§ **Region pointing data**:
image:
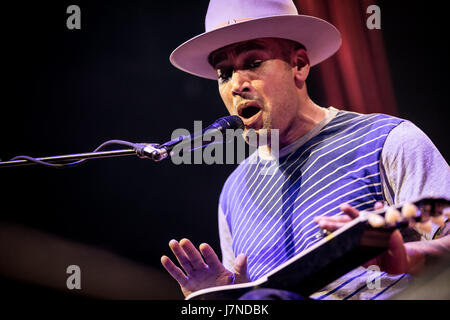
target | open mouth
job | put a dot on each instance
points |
(249, 111)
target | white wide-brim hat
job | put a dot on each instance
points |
(232, 21)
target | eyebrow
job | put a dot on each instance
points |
(215, 58)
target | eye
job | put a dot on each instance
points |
(254, 64)
(224, 74)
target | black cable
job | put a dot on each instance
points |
(135, 146)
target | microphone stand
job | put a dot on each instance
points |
(153, 151)
(150, 151)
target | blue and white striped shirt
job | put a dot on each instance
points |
(269, 205)
(266, 207)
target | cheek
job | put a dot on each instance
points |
(227, 97)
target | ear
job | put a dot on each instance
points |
(301, 66)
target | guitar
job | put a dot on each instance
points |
(339, 252)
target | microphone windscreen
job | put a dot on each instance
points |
(230, 122)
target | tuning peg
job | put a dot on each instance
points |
(439, 220)
(376, 221)
(392, 216)
(409, 210)
(424, 226)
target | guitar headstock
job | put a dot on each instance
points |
(419, 214)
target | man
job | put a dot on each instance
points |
(330, 162)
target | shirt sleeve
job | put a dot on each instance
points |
(225, 242)
(412, 167)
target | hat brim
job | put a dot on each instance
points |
(320, 38)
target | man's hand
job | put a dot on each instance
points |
(397, 259)
(202, 269)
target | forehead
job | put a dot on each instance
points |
(241, 47)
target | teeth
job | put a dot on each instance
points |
(249, 112)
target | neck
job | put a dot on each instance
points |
(308, 116)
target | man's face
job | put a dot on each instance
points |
(257, 83)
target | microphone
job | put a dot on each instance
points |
(219, 127)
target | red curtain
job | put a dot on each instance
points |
(357, 77)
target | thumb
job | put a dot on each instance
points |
(240, 269)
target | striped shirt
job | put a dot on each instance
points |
(268, 205)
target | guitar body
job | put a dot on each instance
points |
(328, 259)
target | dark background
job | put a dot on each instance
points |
(67, 91)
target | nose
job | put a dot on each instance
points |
(240, 83)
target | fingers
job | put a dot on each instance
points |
(181, 256)
(210, 256)
(332, 223)
(240, 269)
(349, 210)
(174, 271)
(194, 256)
(378, 205)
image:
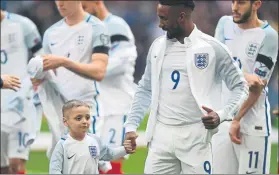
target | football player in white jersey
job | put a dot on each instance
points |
(184, 72)
(77, 48)
(254, 45)
(19, 35)
(79, 152)
(119, 81)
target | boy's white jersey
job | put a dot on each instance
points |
(18, 35)
(76, 43)
(71, 156)
(117, 88)
(255, 50)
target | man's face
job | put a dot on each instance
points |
(241, 10)
(77, 119)
(168, 21)
(90, 7)
(66, 8)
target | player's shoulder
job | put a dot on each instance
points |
(22, 20)
(215, 44)
(54, 26)
(94, 137)
(225, 22)
(116, 21)
(63, 138)
(94, 21)
(158, 40)
(225, 18)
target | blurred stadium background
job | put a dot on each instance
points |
(141, 16)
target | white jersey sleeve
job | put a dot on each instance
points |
(46, 44)
(56, 161)
(123, 51)
(31, 35)
(219, 31)
(267, 55)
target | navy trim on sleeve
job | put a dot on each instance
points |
(114, 38)
(101, 49)
(1, 83)
(267, 61)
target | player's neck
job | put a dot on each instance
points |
(187, 32)
(103, 13)
(251, 23)
(75, 18)
(78, 136)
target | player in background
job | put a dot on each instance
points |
(77, 48)
(119, 81)
(254, 45)
(79, 152)
(19, 35)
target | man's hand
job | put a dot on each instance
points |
(235, 132)
(36, 82)
(132, 136)
(52, 62)
(10, 82)
(254, 81)
(128, 147)
(211, 120)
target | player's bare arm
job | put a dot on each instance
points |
(94, 70)
(131, 137)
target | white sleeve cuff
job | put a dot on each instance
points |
(222, 115)
(130, 129)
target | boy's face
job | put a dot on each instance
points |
(77, 119)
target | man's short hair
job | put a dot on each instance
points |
(73, 104)
(185, 3)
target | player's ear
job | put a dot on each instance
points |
(257, 4)
(65, 121)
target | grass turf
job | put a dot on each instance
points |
(38, 162)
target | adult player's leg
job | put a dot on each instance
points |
(254, 154)
(192, 149)
(4, 153)
(224, 157)
(161, 157)
(18, 150)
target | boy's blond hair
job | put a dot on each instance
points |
(73, 104)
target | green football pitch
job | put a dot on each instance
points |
(38, 162)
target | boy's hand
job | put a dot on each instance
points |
(128, 147)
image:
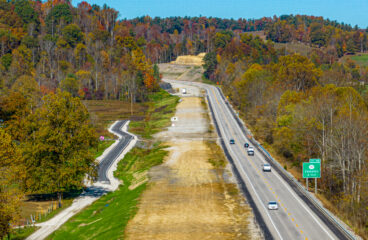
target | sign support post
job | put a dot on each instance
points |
(307, 184)
(315, 187)
(312, 169)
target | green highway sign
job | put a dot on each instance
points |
(311, 170)
(315, 160)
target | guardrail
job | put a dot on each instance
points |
(266, 232)
(309, 199)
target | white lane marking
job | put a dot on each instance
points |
(250, 182)
(281, 180)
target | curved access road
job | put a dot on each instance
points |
(295, 218)
(114, 153)
(106, 181)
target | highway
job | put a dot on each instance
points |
(294, 219)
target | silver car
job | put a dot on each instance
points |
(266, 167)
(272, 205)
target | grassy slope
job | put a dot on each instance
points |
(108, 216)
(361, 59)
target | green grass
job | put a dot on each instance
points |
(102, 146)
(107, 217)
(21, 233)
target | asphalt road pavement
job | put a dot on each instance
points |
(115, 152)
(294, 219)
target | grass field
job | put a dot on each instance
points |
(21, 233)
(160, 109)
(107, 217)
(291, 48)
(105, 112)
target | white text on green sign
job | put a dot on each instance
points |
(311, 170)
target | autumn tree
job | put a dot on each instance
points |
(57, 152)
(296, 72)
(10, 176)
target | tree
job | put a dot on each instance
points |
(317, 34)
(70, 84)
(24, 10)
(296, 72)
(72, 35)
(210, 63)
(223, 38)
(57, 152)
(10, 174)
(60, 13)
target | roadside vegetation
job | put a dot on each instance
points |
(302, 107)
(107, 217)
(53, 56)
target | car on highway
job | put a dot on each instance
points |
(266, 167)
(250, 151)
(272, 205)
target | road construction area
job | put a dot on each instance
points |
(193, 194)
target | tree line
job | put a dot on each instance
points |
(53, 55)
(302, 109)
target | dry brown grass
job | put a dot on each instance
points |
(190, 60)
(290, 48)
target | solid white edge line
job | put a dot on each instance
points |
(282, 180)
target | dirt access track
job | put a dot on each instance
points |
(187, 197)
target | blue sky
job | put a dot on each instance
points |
(348, 11)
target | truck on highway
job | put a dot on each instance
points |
(250, 151)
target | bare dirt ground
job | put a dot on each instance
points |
(181, 72)
(187, 197)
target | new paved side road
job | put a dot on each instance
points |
(115, 152)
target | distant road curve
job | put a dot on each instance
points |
(106, 180)
(298, 216)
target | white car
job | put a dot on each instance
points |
(250, 151)
(272, 205)
(266, 167)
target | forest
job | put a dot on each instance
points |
(53, 55)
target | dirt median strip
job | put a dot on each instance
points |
(189, 197)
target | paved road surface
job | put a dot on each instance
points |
(92, 193)
(294, 219)
(115, 152)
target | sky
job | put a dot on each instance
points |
(353, 12)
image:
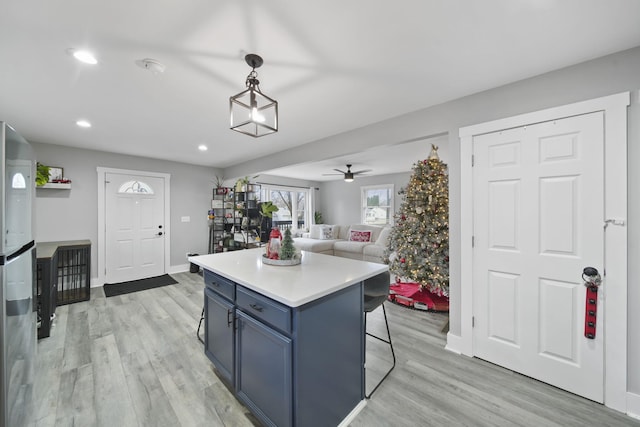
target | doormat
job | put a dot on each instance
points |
(113, 289)
(410, 295)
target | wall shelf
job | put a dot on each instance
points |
(56, 186)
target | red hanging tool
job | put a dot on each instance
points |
(592, 281)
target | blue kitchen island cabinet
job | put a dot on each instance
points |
(289, 341)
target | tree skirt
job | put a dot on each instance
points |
(410, 295)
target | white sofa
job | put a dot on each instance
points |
(340, 240)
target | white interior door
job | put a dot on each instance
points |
(134, 227)
(537, 222)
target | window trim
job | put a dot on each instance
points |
(266, 190)
(363, 201)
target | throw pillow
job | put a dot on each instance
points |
(359, 236)
(327, 233)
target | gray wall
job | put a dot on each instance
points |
(600, 77)
(73, 214)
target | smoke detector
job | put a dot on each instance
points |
(152, 65)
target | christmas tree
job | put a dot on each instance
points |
(418, 249)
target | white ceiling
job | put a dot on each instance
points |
(333, 66)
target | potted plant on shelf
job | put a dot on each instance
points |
(266, 213)
(42, 174)
(220, 188)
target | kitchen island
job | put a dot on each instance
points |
(288, 340)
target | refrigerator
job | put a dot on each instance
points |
(18, 328)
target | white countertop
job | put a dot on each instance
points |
(318, 275)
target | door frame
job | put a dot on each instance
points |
(615, 239)
(102, 228)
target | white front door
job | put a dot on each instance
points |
(134, 227)
(537, 222)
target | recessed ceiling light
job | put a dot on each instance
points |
(83, 56)
(155, 66)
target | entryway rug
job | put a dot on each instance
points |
(113, 289)
(410, 295)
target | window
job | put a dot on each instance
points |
(377, 204)
(293, 206)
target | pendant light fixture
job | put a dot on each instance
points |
(252, 112)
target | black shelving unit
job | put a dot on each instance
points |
(221, 220)
(246, 221)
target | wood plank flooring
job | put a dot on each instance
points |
(134, 360)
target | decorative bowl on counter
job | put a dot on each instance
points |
(284, 262)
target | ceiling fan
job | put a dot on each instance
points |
(348, 175)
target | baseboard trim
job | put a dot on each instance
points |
(633, 405)
(454, 343)
(353, 414)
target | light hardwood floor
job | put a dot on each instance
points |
(134, 360)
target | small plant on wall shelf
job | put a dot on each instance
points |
(42, 174)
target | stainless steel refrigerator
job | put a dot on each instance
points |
(17, 279)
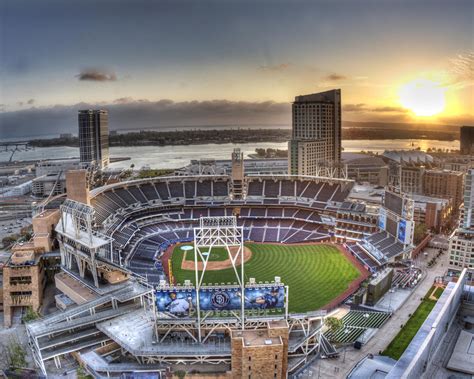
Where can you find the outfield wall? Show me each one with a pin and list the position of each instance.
(414, 361)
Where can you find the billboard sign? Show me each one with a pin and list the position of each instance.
(404, 231)
(382, 219)
(184, 302)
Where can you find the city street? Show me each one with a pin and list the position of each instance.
(340, 367)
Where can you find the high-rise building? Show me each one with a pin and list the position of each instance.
(316, 136)
(94, 137)
(467, 140)
(461, 244)
(444, 183)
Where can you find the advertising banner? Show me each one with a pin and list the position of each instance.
(183, 301)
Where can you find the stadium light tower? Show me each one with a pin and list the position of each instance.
(219, 232)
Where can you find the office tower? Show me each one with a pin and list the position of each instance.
(94, 137)
(444, 183)
(467, 140)
(316, 136)
(461, 244)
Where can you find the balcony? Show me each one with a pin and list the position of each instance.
(17, 287)
(21, 300)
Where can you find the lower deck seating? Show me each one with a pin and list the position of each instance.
(142, 242)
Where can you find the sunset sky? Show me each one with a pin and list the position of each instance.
(397, 61)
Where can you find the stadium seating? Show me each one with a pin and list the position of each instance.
(145, 217)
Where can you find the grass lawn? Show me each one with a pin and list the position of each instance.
(315, 274)
(217, 254)
(406, 334)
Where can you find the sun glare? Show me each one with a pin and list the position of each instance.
(422, 97)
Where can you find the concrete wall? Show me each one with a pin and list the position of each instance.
(414, 361)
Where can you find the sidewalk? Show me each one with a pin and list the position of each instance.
(340, 367)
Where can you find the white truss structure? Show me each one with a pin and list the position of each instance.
(219, 232)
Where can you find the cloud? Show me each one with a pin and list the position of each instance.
(362, 107)
(96, 75)
(389, 109)
(123, 100)
(279, 67)
(335, 77)
(463, 66)
(128, 113)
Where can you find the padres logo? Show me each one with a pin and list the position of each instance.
(220, 299)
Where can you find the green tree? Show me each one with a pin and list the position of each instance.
(16, 355)
(333, 323)
(30, 315)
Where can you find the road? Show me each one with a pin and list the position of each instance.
(340, 367)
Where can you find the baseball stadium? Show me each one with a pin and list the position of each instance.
(197, 273)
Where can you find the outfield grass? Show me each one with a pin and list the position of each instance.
(315, 274)
(217, 254)
(409, 330)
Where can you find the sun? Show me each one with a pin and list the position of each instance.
(423, 97)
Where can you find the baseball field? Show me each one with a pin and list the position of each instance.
(317, 274)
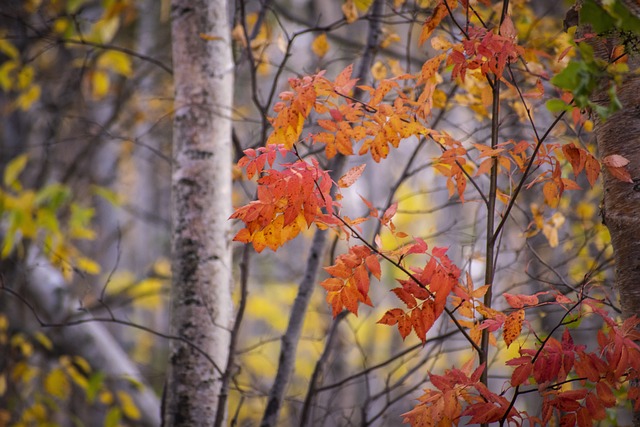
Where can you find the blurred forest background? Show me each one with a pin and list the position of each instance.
(86, 108)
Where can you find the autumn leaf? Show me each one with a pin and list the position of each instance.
(350, 11)
(320, 45)
(616, 164)
(592, 169)
(513, 326)
(351, 176)
(438, 14)
(507, 28)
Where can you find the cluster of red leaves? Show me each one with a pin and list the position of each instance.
(550, 369)
(457, 394)
(450, 164)
(296, 105)
(288, 200)
(424, 293)
(485, 50)
(349, 282)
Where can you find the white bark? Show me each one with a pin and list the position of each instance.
(201, 184)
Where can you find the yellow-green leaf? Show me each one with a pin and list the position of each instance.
(129, 408)
(112, 419)
(57, 384)
(363, 5)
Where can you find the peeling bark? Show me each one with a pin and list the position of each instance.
(201, 186)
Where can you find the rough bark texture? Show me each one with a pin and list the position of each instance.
(620, 134)
(201, 181)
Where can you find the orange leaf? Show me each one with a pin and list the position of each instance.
(351, 176)
(430, 67)
(438, 14)
(391, 317)
(615, 163)
(507, 28)
(521, 374)
(551, 193)
(373, 264)
(513, 326)
(592, 169)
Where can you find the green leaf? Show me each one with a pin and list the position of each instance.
(628, 20)
(53, 195)
(595, 15)
(95, 384)
(568, 78)
(556, 105)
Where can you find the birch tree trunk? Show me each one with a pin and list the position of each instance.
(201, 185)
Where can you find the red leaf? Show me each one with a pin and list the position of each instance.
(621, 174)
(521, 374)
(513, 326)
(595, 407)
(605, 394)
(351, 176)
(507, 28)
(592, 169)
(575, 156)
(391, 317)
(405, 297)
(439, 252)
(373, 264)
(513, 300)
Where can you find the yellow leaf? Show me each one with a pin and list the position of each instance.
(363, 5)
(25, 77)
(320, 46)
(209, 37)
(99, 84)
(379, 71)
(57, 384)
(129, 408)
(13, 170)
(8, 48)
(118, 62)
(350, 11)
(106, 397)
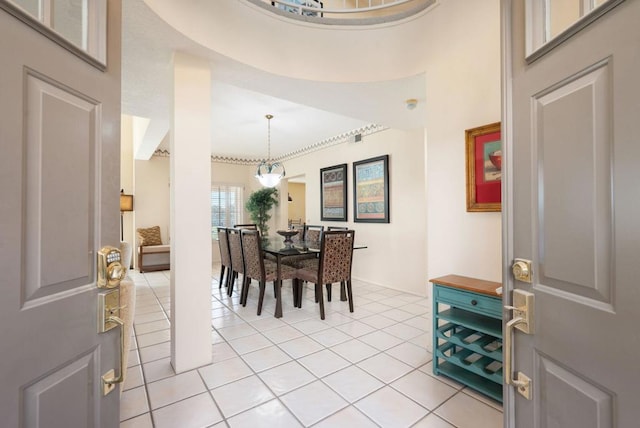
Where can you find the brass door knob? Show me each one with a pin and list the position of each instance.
(521, 269)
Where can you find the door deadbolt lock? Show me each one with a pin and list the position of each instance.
(522, 271)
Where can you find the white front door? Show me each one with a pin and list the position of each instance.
(59, 185)
(572, 207)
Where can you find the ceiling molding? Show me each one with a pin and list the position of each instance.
(345, 137)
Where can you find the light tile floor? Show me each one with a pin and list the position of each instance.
(370, 368)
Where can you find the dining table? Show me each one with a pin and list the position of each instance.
(277, 247)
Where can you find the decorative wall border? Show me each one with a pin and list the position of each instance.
(345, 137)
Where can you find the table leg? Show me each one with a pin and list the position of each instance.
(278, 313)
(343, 294)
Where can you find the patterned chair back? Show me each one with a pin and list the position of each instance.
(235, 247)
(253, 258)
(336, 256)
(223, 242)
(251, 226)
(299, 237)
(312, 233)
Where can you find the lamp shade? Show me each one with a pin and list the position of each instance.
(126, 202)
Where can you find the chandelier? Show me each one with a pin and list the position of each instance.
(267, 172)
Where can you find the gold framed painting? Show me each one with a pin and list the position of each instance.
(484, 168)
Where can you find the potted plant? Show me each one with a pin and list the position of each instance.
(259, 204)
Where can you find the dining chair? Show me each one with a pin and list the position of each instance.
(237, 260)
(225, 256)
(342, 284)
(336, 257)
(258, 268)
(251, 226)
(312, 233)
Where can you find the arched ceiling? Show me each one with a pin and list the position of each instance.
(306, 111)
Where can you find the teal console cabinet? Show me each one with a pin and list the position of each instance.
(467, 333)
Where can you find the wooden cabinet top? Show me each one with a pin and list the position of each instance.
(469, 284)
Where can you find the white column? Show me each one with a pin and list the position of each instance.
(190, 196)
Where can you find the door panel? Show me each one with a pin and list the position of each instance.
(71, 383)
(59, 186)
(60, 177)
(571, 207)
(562, 392)
(571, 125)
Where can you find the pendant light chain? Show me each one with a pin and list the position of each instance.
(267, 171)
(269, 117)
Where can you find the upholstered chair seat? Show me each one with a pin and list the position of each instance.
(336, 257)
(259, 269)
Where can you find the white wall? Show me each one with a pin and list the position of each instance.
(152, 195)
(463, 91)
(127, 177)
(396, 254)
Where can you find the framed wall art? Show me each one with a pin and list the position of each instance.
(333, 193)
(484, 168)
(371, 190)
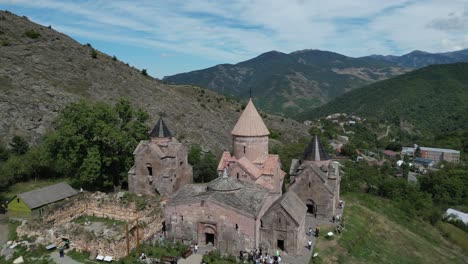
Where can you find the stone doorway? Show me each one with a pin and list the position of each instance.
(209, 239)
(280, 244)
(311, 207)
(208, 234)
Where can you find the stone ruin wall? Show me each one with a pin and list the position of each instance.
(99, 205)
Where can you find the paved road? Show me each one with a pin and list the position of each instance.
(65, 260)
(3, 229)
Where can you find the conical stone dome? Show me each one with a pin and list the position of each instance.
(250, 123)
(224, 184)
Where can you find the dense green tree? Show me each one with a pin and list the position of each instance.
(204, 164)
(93, 143)
(19, 145)
(448, 186)
(4, 153)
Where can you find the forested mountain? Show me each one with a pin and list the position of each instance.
(42, 71)
(292, 83)
(419, 59)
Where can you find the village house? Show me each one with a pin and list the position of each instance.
(33, 203)
(161, 165)
(434, 154)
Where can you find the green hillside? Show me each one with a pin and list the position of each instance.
(429, 102)
(378, 232)
(289, 84)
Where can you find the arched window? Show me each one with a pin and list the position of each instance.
(149, 168)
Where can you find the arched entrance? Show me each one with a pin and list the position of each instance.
(210, 235)
(281, 242)
(311, 207)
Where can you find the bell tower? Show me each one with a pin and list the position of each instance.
(250, 135)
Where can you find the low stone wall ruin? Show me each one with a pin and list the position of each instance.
(58, 223)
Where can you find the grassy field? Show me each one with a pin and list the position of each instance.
(22, 187)
(377, 232)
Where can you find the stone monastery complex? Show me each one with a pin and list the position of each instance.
(244, 208)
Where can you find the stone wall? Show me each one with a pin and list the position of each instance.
(58, 223)
(233, 231)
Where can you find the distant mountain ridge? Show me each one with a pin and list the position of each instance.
(290, 83)
(295, 83)
(42, 71)
(430, 100)
(419, 59)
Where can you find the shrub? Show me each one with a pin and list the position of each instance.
(31, 33)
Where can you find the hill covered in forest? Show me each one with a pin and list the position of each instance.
(292, 83)
(419, 59)
(429, 105)
(430, 99)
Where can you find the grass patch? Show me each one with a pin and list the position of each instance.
(454, 234)
(22, 187)
(377, 232)
(107, 221)
(157, 251)
(12, 225)
(82, 257)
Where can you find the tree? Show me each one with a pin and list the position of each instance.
(4, 153)
(417, 152)
(19, 145)
(204, 164)
(93, 143)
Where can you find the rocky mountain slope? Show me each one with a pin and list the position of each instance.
(289, 84)
(42, 70)
(419, 59)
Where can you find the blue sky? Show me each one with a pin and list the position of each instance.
(173, 36)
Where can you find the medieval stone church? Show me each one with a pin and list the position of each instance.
(161, 165)
(316, 180)
(243, 208)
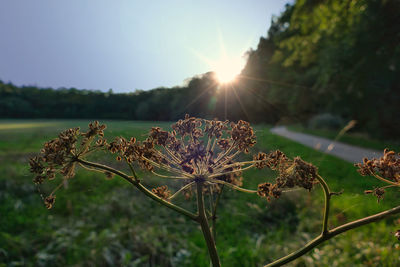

§ **What you have to do**:
All that is wanted is each line, word for word, from the first line of the data to the one holding "target | cheek", with the pictures left out.

§ **Solution for this exercise**:
image:
target | open mouth
job | put a dot on each instance
points |
(249, 111)
target | white wide-brim hat
job | put a dot on each instance
points |
(232, 21)
target | eyebrow
job | put a dot on each instance
points |
(215, 58)
target | eye
job | put a dot on each instance
points |
(254, 64)
(224, 74)
target | black cable
job | put a dot on each instance
points |
(135, 146)
target | microphone stand
job | put a dot on each instance
points |
(153, 151)
(150, 151)
target | blue and white striped shirt
job | put a dot on each instance
points |
(269, 205)
(266, 207)
target | cheek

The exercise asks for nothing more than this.